Problem to work on >>
The data must be returned in full and exactly as given.

Given records >>
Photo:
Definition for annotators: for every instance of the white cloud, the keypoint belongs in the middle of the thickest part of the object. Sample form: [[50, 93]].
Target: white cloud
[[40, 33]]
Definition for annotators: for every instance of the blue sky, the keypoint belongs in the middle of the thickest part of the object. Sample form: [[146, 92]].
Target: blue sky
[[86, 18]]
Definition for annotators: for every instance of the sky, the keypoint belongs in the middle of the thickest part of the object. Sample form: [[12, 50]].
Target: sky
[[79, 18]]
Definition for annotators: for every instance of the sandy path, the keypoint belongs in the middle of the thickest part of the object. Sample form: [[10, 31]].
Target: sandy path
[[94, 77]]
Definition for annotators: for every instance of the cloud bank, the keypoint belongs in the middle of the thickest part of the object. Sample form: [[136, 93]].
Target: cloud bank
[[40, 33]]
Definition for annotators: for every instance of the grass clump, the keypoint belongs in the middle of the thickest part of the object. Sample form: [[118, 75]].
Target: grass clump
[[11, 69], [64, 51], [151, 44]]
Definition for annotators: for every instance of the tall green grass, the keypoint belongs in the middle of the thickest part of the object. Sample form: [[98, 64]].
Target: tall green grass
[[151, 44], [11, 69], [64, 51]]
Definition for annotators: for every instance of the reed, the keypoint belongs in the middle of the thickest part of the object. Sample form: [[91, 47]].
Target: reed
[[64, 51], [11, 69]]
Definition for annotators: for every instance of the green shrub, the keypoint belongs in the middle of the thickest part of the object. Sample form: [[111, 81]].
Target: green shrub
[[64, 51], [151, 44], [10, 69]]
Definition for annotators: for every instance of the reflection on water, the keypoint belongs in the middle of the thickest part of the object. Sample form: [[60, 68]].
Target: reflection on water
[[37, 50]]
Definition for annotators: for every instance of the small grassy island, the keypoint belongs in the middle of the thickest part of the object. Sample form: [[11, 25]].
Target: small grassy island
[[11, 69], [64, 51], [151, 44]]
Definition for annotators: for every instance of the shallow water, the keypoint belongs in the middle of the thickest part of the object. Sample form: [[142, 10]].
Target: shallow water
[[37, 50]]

Exercise solution >>
Photo:
Definition for annotators: for every instance of the white cloud, the keypoint belongs in the middle of the thickest part of the object. Sample form: [[50, 93]].
Target: white cloud
[[40, 33]]
Definition for annotators: for every instance of the blue sky, the keypoint belongs in the middle of the thickest part of the object. Sample form: [[146, 92]].
Target: blue sky
[[86, 18]]
Definition for annotators: for every instance of the sky, the keypoint belongs in the middle of the thickest part of the object. Sample form: [[12, 50]].
Target: sky
[[79, 18]]
Definition for annotators: for every instance of the sandy path, the keypoint belongs in the middle of the thickest part of the object. Sample form: [[10, 31]].
Target: sandy path
[[94, 77]]
Definition for annotators: for every instance of the cloud bank, the keypoint belongs in the middle of the thickest part of the object. Sample form: [[136, 93]].
Target: cloud bank
[[40, 33]]
Definition for annotators: for every instance of the grass clump, the keypoint belongs in the middle of the thickest part of the object. Sample form: [[118, 75]].
Target: grass clump
[[11, 69], [64, 51], [151, 44]]
Definition for annotators: for every instance of the tall green grass, the keypoint belongs in the middle of the thickest part of the object. Sample form: [[98, 64]].
Target: tall green grass
[[151, 44], [11, 69], [64, 51]]
Definition for annotators: for every instance of the reed, the keypoint belongs in the middle of the thickest part of the object. Sample form: [[91, 47]].
Target: reed
[[64, 51], [11, 69]]
Definition for annotators: for every instance of the green shrub, the keypoint belongs in the middle of the thickest part of the object. Sample form: [[111, 81]].
Target: green shrub
[[64, 51], [151, 44], [10, 69]]
Definition for annotators: for every instance of the reflection on water, the keypoint belongs in the middle of the thickest part of the object. Sample form: [[60, 68]].
Target: reflection on water
[[37, 50]]
Definition for annotators: for every instance of the small grassy island, the keypoint belongs in the middle of the thickest part of the object. Sample form: [[11, 25]].
Target: small grassy island
[[11, 69], [64, 51], [151, 44]]
Definition for annotators: for every instance of the shallow water, the keypoint belongs in the middle of the thickest part of the object. Sample form: [[142, 10]].
Target: shallow water
[[37, 50]]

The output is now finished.